- **To do**: Taking the line with "Body asks for one point per instance of the hillside" as the first and the line with "Body asks for one point per instance of the bush" as the last, set down exactly every line in that range from the entries below, and no more.

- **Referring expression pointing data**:

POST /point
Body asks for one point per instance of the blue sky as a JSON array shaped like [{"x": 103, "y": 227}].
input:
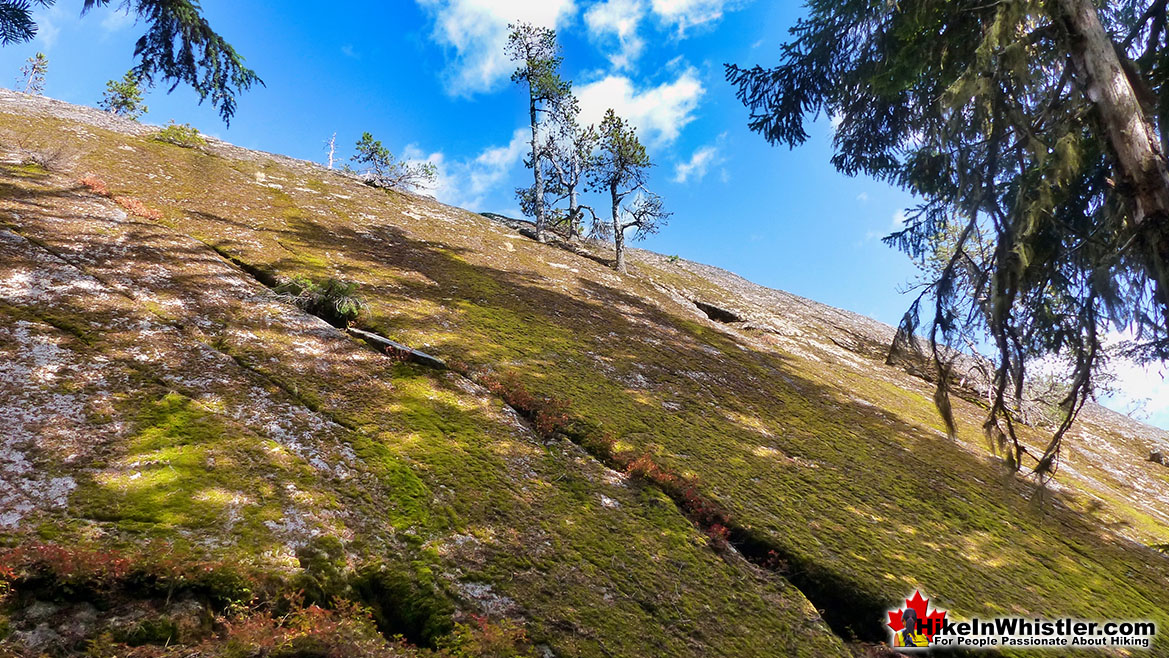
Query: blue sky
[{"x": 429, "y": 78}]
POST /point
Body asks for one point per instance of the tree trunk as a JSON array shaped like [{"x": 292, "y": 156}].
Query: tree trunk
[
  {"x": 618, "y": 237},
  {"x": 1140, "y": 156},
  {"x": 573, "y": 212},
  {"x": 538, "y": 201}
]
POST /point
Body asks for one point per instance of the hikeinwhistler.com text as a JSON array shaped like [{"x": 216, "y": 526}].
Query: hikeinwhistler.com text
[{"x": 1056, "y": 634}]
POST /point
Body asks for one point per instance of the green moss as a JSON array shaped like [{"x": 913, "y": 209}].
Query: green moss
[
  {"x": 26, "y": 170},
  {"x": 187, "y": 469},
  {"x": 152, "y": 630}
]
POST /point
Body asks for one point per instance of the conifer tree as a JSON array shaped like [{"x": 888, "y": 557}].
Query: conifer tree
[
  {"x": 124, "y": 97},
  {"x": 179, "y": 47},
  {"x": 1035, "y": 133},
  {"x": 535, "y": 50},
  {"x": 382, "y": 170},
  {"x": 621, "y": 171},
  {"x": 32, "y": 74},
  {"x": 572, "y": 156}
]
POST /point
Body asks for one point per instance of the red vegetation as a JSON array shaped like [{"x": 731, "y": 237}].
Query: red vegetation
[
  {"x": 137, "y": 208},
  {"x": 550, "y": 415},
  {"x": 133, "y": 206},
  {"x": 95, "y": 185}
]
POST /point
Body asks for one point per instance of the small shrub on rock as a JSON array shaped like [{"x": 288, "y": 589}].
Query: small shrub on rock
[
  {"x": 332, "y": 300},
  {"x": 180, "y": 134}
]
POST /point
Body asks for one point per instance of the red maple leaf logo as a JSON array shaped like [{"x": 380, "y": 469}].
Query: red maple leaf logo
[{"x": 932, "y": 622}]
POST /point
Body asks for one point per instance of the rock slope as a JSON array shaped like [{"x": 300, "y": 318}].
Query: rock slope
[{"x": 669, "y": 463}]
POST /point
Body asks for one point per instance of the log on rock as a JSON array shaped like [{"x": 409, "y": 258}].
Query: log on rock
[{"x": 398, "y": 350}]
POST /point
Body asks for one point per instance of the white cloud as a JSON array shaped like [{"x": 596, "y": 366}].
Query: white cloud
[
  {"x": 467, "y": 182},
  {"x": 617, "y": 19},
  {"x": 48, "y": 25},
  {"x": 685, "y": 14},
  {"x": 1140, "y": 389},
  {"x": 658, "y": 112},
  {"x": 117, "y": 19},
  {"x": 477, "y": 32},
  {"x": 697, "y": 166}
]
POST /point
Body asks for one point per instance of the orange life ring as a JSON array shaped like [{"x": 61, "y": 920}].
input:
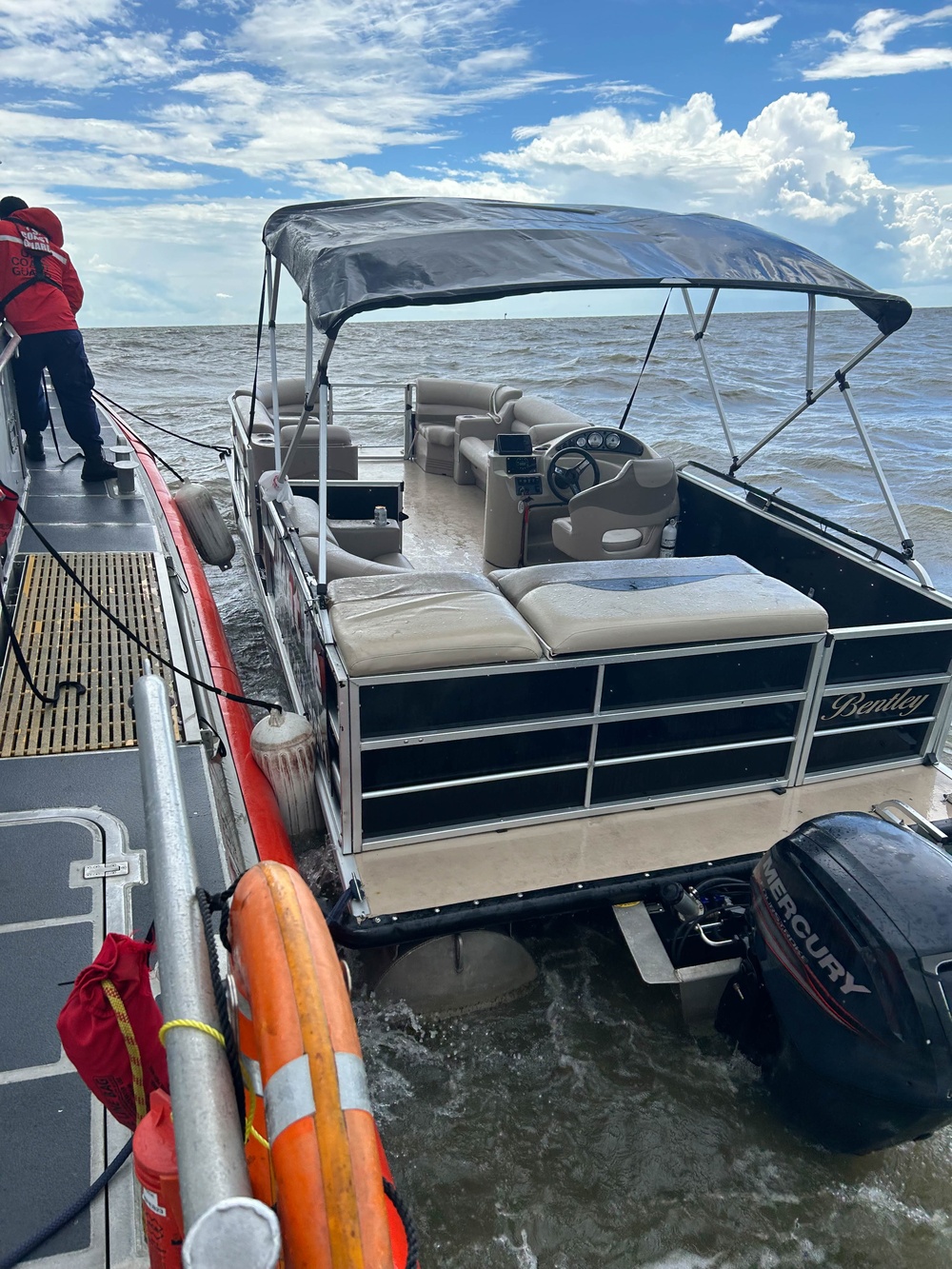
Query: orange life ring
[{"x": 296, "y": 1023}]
--
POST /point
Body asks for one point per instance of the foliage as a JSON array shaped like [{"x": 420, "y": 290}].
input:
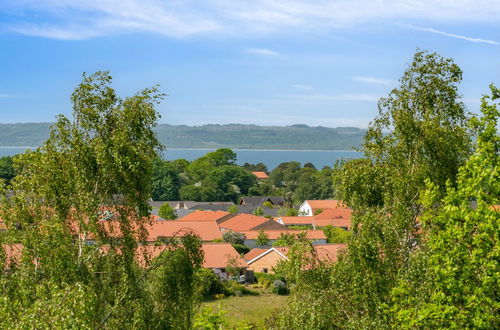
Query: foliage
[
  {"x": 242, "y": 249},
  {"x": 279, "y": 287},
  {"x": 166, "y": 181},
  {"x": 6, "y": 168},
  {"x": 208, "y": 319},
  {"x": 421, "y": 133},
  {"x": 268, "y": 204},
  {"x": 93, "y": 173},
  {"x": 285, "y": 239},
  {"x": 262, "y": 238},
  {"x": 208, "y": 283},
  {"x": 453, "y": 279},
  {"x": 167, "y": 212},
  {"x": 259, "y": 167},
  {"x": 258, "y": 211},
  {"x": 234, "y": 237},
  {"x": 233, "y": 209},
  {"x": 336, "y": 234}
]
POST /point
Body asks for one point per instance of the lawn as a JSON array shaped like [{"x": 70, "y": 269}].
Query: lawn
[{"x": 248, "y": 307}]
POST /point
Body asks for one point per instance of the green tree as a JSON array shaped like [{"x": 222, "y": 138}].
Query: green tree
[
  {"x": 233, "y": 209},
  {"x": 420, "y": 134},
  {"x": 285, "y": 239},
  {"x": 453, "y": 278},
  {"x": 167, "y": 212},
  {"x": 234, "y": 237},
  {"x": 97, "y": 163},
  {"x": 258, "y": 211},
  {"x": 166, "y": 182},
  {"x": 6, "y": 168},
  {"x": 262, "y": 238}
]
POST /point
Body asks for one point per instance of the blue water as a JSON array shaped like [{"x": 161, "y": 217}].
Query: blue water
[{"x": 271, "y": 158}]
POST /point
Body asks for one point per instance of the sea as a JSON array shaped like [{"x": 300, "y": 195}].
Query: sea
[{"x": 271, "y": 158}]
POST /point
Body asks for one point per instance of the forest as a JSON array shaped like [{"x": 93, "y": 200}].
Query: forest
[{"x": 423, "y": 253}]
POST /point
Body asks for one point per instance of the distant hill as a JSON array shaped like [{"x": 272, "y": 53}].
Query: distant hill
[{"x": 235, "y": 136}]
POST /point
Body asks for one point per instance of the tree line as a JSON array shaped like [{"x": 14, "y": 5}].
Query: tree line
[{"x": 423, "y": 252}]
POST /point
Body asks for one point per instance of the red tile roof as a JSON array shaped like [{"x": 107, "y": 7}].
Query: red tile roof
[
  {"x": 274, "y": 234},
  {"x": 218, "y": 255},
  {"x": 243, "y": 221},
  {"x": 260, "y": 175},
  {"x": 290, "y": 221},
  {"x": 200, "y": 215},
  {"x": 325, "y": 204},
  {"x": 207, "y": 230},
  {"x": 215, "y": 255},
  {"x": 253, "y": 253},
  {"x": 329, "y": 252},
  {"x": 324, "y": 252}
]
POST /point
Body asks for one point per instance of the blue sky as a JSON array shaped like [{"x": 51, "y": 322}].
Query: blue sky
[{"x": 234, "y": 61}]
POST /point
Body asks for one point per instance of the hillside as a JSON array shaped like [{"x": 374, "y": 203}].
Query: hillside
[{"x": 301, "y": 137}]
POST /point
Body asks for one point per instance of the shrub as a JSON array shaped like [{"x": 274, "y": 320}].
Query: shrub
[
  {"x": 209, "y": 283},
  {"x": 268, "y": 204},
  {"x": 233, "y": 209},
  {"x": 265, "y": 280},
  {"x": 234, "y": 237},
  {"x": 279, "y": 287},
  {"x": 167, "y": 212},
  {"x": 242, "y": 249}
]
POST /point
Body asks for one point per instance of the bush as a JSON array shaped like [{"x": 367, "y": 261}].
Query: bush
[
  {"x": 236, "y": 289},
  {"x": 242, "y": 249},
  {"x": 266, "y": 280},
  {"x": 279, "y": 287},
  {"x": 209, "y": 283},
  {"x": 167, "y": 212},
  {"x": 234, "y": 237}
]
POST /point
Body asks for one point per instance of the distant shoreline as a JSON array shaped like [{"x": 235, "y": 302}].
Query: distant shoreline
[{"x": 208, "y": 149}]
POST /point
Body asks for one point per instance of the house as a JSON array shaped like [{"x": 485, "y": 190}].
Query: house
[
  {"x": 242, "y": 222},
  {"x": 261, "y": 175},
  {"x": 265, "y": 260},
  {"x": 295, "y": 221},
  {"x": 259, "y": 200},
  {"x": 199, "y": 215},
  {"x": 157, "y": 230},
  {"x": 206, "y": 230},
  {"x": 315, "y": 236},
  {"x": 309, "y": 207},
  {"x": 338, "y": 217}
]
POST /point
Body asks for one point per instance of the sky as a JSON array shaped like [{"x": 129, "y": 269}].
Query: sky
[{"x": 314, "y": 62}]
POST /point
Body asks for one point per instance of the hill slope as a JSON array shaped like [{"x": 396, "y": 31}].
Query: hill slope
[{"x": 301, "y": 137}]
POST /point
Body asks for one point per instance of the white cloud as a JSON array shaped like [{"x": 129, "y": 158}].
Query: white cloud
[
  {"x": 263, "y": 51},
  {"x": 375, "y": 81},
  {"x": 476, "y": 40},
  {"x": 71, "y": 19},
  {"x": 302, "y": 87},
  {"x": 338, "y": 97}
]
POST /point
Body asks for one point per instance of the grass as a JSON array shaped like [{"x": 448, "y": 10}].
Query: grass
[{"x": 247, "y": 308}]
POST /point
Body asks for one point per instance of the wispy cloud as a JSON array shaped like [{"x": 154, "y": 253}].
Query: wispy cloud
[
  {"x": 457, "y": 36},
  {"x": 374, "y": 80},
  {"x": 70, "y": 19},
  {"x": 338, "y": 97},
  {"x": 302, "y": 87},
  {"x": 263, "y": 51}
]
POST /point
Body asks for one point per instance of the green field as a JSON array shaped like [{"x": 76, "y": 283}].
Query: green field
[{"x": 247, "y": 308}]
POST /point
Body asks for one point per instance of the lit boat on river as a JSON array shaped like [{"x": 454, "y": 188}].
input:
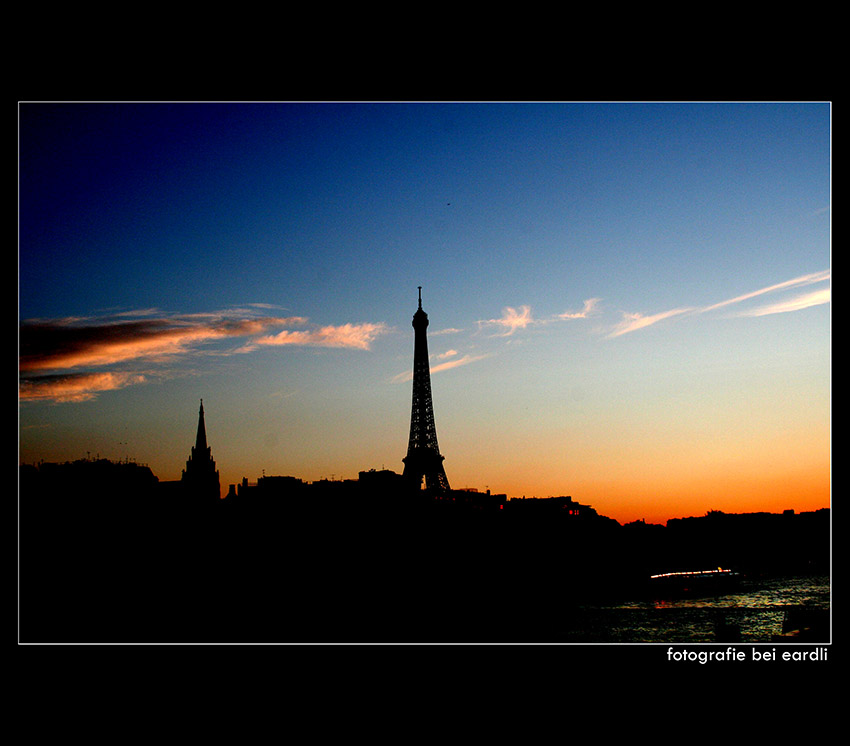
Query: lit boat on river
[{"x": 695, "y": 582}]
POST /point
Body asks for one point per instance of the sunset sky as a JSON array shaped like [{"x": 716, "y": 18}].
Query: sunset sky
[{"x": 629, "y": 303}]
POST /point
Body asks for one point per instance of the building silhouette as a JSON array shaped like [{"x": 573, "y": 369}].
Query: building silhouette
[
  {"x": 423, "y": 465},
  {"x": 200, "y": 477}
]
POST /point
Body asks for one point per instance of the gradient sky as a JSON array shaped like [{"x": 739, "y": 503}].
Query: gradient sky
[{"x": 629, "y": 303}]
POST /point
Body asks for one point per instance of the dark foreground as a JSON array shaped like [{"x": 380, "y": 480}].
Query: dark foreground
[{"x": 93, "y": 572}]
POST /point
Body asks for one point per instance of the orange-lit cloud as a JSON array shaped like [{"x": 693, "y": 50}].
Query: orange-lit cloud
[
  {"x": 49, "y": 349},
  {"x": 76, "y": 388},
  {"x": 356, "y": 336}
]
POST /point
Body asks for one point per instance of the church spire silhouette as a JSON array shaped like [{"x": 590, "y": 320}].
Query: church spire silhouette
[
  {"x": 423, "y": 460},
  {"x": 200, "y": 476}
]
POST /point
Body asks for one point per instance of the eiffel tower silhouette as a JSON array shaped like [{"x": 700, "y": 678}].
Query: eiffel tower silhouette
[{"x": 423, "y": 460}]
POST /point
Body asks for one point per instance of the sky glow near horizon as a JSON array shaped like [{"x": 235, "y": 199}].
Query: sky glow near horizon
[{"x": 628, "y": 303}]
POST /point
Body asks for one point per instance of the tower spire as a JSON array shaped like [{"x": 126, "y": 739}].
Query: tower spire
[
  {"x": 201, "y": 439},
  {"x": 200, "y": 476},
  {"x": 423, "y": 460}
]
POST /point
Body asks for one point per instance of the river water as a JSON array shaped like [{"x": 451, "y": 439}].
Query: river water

- **Response below**:
Body asks for one point per instance of the hillside as a JSON array shaped like [{"x": 374, "y": 203}].
Query: hillside
[{"x": 301, "y": 137}]
POST /point
Body asks for one point per instance of the shrub as a JSON array shaped like [{"x": 274, "y": 320}].
Query: shrub
[
  {"x": 209, "y": 283},
  {"x": 268, "y": 204},
  {"x": 233, "y": 209},
  {"x": 265, "y": 280},
  {"x": 234, "y": 237},
  {"x": 279, "y": 287},
  {"x": 167, "y": 212},
  {"x": 242, "y": 249}
]
POST /point
Body asks for one point per instance of the bush as a JSON array shaped like [{"x": 367, "y": 261}].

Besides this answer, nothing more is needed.